• _Tasks to perform_:
1: Rewrite the bus bar inspection text from "The inspectors also" up to and including "the system function.", changing "deficiencies" to "problems".
2: In the bus bar inspection text, how far back did the review of outage activities for high voltage connections reach?

The inspectors reviewed the technical specifications, UFSAR, corrective action documents, preventive maintenance documents, work orders, the root cause analysis, and other documents to understand the events leading up to the catastrophic failure of the flexible bus bar connection. This review included assessing the adequacy of the licensees root cause analysis and corrective actions, the outage activities that were performed within the past 5 years for any high voltage connections, the compatibility of bus materials, applicable vendor information, and the technical basis behind the bus design. These activities were considered for their impact on the reliability of the system.

The inspectors also reviewed a sample of past and outstanding work orders to determine whether any deficiencies significantly affected the system function.

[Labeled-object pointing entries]
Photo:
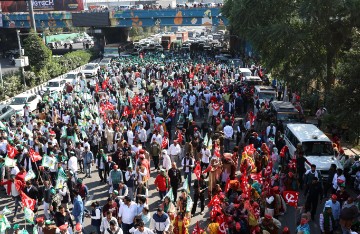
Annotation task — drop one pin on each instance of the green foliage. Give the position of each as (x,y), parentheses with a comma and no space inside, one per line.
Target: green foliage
(39,55)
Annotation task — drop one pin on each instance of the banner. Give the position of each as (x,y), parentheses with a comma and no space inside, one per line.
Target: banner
(42,5)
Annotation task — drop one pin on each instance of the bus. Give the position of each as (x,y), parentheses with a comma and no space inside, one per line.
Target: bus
(316,146)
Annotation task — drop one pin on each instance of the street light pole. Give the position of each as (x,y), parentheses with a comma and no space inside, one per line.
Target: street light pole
(21,54)
(31,12)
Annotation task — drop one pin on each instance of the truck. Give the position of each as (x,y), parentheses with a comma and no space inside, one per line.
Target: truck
(167,40)
(183,36)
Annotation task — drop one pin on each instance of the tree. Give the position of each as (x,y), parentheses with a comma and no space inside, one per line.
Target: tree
(39,55)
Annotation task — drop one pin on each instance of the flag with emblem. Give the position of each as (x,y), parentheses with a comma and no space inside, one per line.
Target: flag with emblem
(27,201)
(29,215)
(11,151)
(34,156)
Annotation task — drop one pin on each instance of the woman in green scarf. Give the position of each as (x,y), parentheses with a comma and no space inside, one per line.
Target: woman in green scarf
(327,221)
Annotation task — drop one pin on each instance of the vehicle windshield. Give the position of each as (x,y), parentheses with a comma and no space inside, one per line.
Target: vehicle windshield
(5,109)
(317,148)
(70,76)
(288,117)
(89,67)
(53,84)
(267,96)
(18,101)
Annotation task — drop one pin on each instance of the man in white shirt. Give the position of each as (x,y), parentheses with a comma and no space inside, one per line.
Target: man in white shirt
(127,213)
(142,229)
(105,222)
(205,157)
(174,151)
(73,163)
(228,133)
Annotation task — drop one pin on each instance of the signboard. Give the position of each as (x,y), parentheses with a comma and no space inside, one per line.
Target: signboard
(42,5)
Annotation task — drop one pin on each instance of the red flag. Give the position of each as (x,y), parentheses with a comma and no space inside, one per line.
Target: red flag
(197,229)
(249,149)
(227,185)
(34,156)
(291,198)
(164,143)
(104,84)
(197,170)
(222,224)
(126,111)
(11,151)
(252,117)
(27,201)
(214,201)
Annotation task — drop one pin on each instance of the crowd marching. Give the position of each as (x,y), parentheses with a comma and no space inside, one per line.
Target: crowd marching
(157,113)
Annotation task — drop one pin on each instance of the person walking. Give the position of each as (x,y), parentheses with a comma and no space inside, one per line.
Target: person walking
(199,193)
(162,183)
(88,161)
(155,151)
(175,179)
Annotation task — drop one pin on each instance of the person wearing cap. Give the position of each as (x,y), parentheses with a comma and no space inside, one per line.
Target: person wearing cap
(72,163)
(335,207)
(314,195)
(127,213)
(115,176)
(162,183)
(78,209)
(166,160)
(326,220)
(88,160)
(105,221)
(270,224)
(155,150)
(174,151)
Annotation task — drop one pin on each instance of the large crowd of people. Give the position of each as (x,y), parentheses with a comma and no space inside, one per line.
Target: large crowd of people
(183,118)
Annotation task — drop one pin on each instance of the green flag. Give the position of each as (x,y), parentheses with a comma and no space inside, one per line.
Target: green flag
(29,215)
(9,162)
(186,186)
(30,175)
(170,195)
(6,211)
(4,224)
(206,140)
(49,162)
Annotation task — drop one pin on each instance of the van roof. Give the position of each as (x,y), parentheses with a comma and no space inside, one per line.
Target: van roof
(307,132)
(263,88)
(283,106)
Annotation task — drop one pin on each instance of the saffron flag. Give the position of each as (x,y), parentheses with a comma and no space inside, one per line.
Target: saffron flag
(291,198)
(34,156)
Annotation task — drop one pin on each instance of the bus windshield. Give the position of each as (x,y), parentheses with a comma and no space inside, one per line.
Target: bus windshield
(317,148)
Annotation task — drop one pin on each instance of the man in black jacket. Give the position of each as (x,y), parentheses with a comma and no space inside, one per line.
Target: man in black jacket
(199,192)
(175,179)
(32,192)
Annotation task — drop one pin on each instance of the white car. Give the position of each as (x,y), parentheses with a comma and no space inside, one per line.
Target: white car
(18,102)
(90,70)
(55,85)
(72,77)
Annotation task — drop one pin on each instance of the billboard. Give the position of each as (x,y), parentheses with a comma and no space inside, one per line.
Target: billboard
(42,5)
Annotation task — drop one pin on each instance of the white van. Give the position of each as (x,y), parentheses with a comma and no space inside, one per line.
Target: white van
(316,146)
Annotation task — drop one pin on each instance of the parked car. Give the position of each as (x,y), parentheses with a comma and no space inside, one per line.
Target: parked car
(72,77)
(55,85)
(18,102)
(7,113)
(90,70)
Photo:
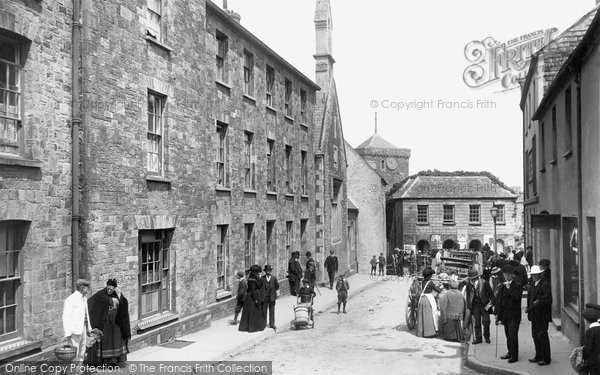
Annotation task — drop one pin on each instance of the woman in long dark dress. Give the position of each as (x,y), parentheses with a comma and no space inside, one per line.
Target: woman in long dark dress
(427,310)
(252,315)
(109,312)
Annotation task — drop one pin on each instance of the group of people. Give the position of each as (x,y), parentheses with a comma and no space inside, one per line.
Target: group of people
(107,311)
(460,309)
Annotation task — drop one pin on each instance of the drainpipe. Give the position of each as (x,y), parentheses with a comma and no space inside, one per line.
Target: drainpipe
(75,123)
(580,209)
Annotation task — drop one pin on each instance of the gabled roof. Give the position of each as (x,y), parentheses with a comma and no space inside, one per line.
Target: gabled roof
(375,141)
(586,42)
(453,185)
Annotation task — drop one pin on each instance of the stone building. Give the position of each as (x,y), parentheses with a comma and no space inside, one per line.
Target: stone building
(389,161)
(366,191)
(332,230)
(35,172)
(561,139)
(435,210)
(197,160)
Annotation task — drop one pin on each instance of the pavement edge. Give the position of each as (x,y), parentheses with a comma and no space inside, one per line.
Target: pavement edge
(250,343)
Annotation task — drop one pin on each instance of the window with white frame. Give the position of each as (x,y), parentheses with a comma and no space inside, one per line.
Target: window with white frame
(249,167)
(12,235)
(249,246)
(501,218)
(288,97)
(155,13)
(271,182)
(154,272)
(222,48)
(474,214)
(248,73)
(304,171)
(270,85)
(422,214)
(448,214)
(222,155)
(10,94)
(156,106)
(289,169)
(222,256)
(303,116)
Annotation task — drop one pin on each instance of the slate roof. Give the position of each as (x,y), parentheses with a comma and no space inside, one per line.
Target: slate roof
(452,186)
(556,53)
(375,141)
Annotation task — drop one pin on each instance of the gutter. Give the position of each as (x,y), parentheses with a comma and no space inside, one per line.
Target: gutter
(75,122)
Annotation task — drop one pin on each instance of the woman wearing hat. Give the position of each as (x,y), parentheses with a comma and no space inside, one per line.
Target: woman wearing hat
(109,312)
(591,348)
(427,317)
(252,319)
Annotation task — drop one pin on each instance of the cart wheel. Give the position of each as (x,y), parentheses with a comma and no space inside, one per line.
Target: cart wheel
(411,314)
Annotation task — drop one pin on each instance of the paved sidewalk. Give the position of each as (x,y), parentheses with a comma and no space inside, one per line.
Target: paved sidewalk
(221,340)
(482,357)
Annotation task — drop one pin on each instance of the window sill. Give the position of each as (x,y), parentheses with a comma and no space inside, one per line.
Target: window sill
(223,294)
(156,320)
(250,98)
(7,159)
(158,179)
(18,346)
(222,84)
(152,40)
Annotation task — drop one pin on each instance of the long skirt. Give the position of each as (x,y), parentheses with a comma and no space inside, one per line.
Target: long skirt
(451,330)
(425,324)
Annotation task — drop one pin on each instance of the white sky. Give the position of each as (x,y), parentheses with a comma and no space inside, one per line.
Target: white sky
(404,51)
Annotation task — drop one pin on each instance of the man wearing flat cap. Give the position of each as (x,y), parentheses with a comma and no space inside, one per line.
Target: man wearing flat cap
(539,312)
(478,295)
(271,287)
(508,311)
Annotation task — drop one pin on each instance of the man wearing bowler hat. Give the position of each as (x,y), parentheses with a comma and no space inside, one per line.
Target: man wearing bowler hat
(272,287)
(539,312)
(508,311)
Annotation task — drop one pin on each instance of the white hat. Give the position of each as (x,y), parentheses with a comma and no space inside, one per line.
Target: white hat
(535,270)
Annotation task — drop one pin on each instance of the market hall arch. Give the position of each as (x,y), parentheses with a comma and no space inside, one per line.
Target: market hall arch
(450,244)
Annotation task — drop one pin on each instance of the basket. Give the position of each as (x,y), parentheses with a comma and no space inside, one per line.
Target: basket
(65,352)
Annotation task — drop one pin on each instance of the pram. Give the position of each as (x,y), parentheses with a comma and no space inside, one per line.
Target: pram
(303,314)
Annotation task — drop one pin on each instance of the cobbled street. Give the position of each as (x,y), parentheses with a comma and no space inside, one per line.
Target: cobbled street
(371,339)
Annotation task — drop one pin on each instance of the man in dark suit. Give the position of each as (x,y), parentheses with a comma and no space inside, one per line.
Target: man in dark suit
(271,286)
(294,273)
(508,312)
(332,267)
(479,298)
(539,312)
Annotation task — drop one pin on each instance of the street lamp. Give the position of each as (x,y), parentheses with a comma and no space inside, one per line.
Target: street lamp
(494,213)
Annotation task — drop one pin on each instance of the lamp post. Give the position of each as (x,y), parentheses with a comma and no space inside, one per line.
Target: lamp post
(494,213)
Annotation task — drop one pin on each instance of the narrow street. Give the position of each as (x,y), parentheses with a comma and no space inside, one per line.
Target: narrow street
(371,339)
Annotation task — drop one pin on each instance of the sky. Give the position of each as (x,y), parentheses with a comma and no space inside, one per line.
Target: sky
(405,61)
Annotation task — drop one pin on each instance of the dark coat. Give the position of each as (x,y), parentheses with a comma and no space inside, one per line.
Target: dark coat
(311,270)
(331,263)
(252,319)
(270,287)
(539,302)
(98,306)
(509,302)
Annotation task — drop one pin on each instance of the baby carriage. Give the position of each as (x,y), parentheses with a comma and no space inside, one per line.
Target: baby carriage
(303,313)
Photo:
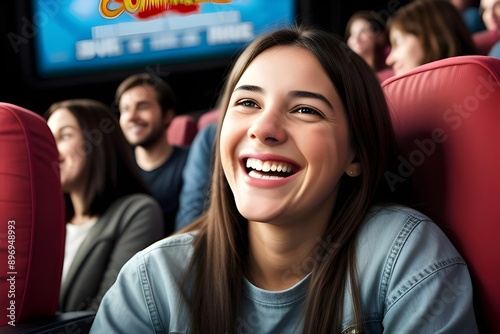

• _Correct answers_:
1:
The inspectors also reviewed a sample of past and outstanding work orders to determine whether any problems significantly affected the system function.

2: It covered outage activities performed within the past 5 years.